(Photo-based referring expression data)
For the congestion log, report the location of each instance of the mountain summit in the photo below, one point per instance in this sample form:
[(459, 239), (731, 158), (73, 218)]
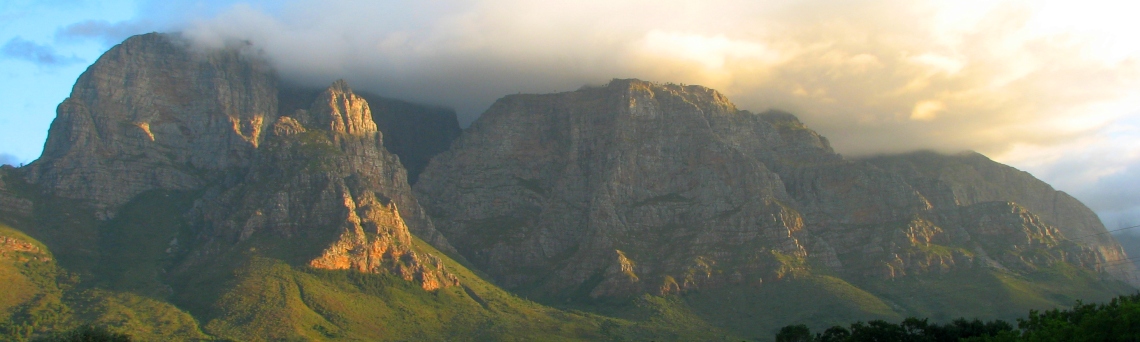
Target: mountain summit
[(189, 194)]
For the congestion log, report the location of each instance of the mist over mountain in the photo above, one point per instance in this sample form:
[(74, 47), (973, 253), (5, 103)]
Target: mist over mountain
[(190, 192)]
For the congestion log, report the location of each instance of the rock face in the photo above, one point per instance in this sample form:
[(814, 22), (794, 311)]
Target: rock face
[(154, 113), (641, 187), (414, 132), (970, 178), (324, 184)]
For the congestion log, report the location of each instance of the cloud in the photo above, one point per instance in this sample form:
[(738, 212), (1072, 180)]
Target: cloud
[(1044, 86), (10, 160), (873, 76), (103, 31), (18, 48)]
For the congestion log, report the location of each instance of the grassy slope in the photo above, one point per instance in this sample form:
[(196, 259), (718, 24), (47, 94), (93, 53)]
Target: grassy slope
[(254, 295), (306, 303)]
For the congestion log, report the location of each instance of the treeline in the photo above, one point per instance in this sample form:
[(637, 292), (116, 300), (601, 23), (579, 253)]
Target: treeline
[(1116, 320)]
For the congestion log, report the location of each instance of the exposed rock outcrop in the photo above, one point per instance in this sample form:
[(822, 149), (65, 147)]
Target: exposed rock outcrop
[(412, 131), (155, 113), (643, 187), (327, 189)]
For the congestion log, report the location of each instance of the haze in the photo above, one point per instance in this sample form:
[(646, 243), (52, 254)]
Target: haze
[(1049, 87)]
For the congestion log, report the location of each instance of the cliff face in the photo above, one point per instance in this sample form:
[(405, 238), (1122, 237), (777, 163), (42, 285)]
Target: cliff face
[(154, 113), (414, 132), (324, 184), (969, 178), (643, 187)]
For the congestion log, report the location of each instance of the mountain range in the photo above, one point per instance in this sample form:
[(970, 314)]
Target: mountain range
[(190, 194)]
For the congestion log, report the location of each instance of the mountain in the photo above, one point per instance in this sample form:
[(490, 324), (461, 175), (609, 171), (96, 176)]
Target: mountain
[(188, 193), (609, 193)]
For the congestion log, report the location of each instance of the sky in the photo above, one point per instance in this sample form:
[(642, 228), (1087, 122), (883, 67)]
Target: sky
[(1051, 88)]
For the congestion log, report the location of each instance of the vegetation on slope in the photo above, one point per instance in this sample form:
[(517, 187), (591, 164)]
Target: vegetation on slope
[(1115, 320)]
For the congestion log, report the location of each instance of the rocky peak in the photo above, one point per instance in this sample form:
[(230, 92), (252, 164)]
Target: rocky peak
[(640, 187), (341, 111), (155, 113), (335, 196)]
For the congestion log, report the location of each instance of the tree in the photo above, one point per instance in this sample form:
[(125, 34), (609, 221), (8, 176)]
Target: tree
[(795, 333)]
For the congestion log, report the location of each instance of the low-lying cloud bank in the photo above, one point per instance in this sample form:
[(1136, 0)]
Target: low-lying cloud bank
[(874, 76), (1044, 86)]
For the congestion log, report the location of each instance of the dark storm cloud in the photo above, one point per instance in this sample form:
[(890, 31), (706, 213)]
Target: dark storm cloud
[(18, 48)]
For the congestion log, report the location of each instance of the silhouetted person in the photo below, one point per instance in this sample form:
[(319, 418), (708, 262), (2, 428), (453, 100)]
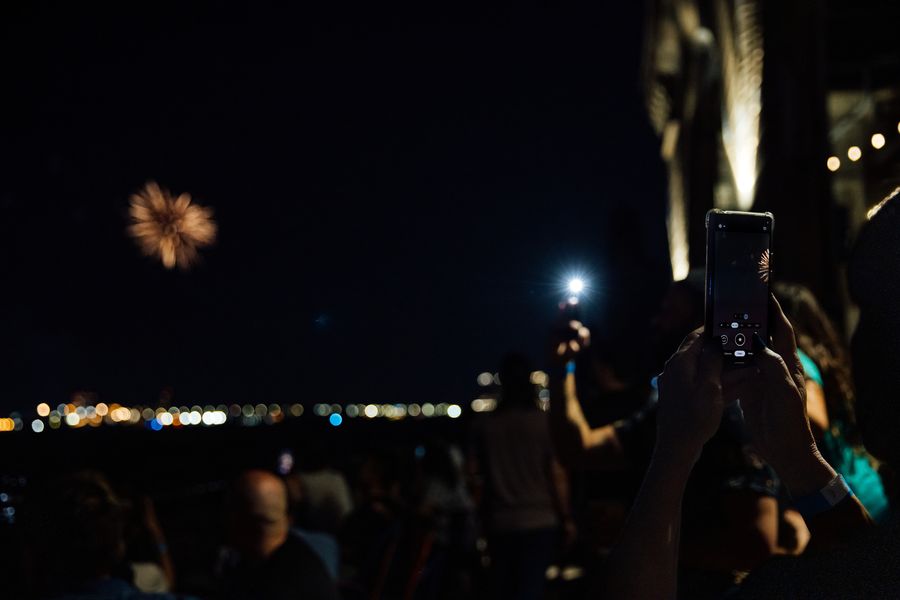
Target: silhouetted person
[(525, 490), (830, 396), (79, 542), (847, 557), (731, 510), (268, 561)]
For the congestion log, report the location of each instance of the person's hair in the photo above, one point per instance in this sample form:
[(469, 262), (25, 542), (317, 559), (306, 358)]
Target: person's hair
[(516, 388), (818, 339)]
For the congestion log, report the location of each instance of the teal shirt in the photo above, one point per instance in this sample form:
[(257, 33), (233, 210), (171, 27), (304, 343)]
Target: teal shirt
[(859, 473)]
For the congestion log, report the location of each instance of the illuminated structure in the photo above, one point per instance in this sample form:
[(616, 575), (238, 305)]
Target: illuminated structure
[(772, 106)]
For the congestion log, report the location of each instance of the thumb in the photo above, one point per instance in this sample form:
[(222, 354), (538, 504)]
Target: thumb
[(771, 365)]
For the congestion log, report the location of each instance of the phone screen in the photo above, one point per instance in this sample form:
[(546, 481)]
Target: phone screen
[(740, 285)]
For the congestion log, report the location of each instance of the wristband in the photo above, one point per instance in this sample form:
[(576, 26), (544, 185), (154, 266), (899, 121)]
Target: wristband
[(829, 496)]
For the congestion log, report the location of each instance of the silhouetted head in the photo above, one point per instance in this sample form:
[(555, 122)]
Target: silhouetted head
[(874, 277), (258, 514), (78, 523), (517, 390), (680, 312)]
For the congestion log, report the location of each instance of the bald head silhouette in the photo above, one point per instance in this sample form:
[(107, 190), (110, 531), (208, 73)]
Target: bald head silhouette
[(258, 514)]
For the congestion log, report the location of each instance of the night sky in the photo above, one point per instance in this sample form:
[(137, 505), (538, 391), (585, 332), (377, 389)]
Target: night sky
[(398, 194)]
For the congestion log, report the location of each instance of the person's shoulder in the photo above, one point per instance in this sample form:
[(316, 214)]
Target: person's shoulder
[(868, 568)]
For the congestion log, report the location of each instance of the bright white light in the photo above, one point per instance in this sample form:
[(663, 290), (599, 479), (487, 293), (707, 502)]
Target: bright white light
[(576, 285)]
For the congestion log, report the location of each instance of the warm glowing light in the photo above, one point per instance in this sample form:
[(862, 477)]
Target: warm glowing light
[(576, 285), (874, 210), (168, 227), (764, 266), (742, 68), (539, 377)]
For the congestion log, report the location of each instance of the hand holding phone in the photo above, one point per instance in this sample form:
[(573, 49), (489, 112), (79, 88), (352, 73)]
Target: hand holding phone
[(738, 265)]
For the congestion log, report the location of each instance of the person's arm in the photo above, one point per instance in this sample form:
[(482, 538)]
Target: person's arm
[(816, 410), (645, 561), (576, 443), (773, 401)]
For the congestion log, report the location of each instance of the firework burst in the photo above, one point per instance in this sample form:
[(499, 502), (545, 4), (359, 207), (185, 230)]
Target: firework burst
[(764, 267), (168, 227)]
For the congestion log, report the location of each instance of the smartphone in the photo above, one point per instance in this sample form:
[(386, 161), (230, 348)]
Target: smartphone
[(738, 268)]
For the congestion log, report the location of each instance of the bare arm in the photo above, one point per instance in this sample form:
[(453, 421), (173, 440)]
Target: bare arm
[(645, 561), (576, 442)]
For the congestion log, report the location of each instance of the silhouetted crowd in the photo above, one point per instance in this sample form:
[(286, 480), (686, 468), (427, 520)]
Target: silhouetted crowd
[(769, 481)]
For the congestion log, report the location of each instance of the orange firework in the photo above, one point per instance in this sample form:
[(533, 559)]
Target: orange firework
[(764, 267), (171, 228)]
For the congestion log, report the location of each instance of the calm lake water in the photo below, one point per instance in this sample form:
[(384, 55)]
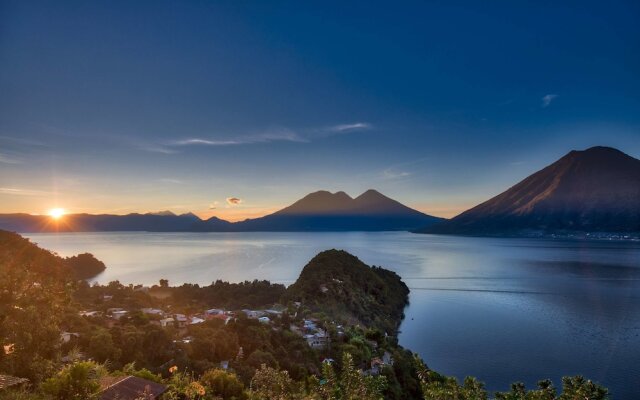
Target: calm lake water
[(498, 309)]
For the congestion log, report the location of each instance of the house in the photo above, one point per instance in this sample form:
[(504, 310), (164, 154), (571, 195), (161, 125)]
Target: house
[(89, 313), (376, 366), (310, 325), (118, 314), (181, 320), (152, 311), (317, 340), (221, 317), (387, 358), (253, 314), (130, 388), (65, 337), (8, 381)]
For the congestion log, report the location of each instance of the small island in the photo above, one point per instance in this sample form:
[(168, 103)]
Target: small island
[(330, 335)]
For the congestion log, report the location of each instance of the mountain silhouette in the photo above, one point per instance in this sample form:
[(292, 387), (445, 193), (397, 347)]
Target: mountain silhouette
[(595, 190), (319, 211), (325, 211)]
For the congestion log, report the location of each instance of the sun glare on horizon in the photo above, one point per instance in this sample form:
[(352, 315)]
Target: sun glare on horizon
[(56, 213)]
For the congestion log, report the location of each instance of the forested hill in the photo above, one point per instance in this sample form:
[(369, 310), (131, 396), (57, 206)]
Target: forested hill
[(340, 285), (18, 252)]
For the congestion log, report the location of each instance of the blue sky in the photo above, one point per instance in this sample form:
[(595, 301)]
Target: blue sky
[(139, 106)]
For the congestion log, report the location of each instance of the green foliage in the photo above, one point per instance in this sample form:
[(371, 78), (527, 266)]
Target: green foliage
[(351, 384), (578, 388), (183, 386), (247, 294), (223, 384), (85, 265), (78, 381), (439, 387), (130, 369), (338, 284), (271, 384)]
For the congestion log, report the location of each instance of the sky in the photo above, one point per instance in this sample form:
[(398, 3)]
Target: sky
[(239, 108)]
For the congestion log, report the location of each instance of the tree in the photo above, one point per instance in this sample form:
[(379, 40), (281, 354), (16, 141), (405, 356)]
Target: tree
[(578, 388), (223, 384), (78, 381), (439, 387), (352, 384), (271, 384)]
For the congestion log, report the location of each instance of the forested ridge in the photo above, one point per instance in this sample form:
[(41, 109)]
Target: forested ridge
[(64, 335)]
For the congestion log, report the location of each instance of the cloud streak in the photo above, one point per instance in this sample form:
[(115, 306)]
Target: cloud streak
[(5, 159), (272, 135), (23, 192), (350, 127)]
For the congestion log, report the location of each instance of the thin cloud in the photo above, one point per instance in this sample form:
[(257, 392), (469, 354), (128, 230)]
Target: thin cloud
[(23, 192), (350, 127), (158, 149), (390, 174), (5, 159), (275, 135), (272, 135), (170, 180), (547, 99)]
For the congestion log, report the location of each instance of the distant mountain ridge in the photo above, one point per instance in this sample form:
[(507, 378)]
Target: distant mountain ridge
[(594, 190), (325, 211), (318, 211)]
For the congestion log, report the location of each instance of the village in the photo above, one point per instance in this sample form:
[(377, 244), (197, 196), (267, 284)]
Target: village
[(312, 329)]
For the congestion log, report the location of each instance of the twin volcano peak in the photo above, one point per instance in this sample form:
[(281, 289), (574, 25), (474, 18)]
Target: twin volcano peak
[(340, 203)]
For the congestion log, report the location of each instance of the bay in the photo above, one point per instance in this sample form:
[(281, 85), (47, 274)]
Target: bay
[(499, 309)]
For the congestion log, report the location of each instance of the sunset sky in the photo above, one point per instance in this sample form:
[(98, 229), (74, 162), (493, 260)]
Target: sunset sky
[(239, 108)]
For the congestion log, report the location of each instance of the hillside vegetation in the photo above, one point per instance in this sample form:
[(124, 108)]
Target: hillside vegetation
[(337, 283)]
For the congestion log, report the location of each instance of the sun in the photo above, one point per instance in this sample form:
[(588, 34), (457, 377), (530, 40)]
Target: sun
[(56, 213)]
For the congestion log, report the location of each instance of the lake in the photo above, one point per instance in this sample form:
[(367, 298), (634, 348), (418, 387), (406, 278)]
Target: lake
[(498, 309)]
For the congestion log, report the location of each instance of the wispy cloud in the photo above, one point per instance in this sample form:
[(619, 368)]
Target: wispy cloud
[(547, 99), (399, 171), (391, 174), (5, 159), (170, 180), (23, 192), (157, 149), (271, 135), (350, 127)]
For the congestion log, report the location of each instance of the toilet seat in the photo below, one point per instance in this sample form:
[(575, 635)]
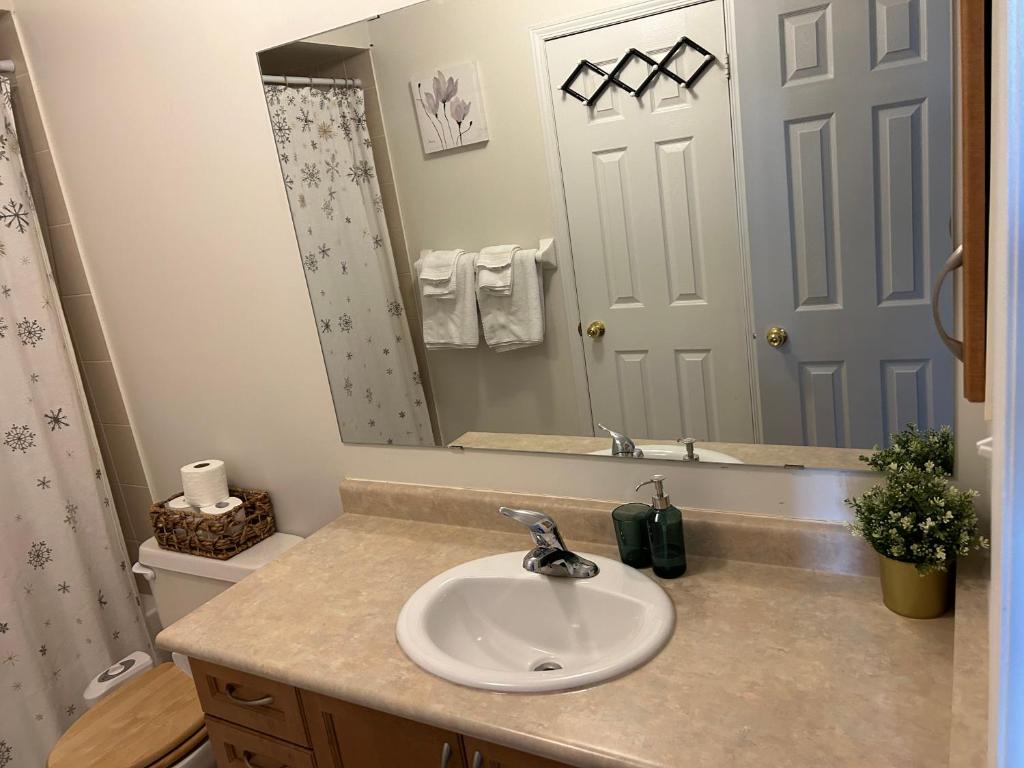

--- Task prompt ---
With the pictures left out, restate word for word every line of the data above, from the first down to the line that contains "[(814, 22), (794, 311)]".

--- Finished exercise ---
For the congestion log, report the location of each instance of the mountain summit in the photo below, one point per instance in this sample form:
[(459, 239), (731, 158), (73, 218)]
Target: mountain summit
[(189, 194)]
For the congestion log, report the location of each instance of the mist over mountain in the photo above, one point per instance in this sample form:
[(74, 47), (973, 253), (5, 103)]
Target: mist over mountain
[(190, 192)]
For the congestion log, report the location of each instance of the rock face in the photo above, one point per instance in this sample form:
[(814, 22), (794, 311)]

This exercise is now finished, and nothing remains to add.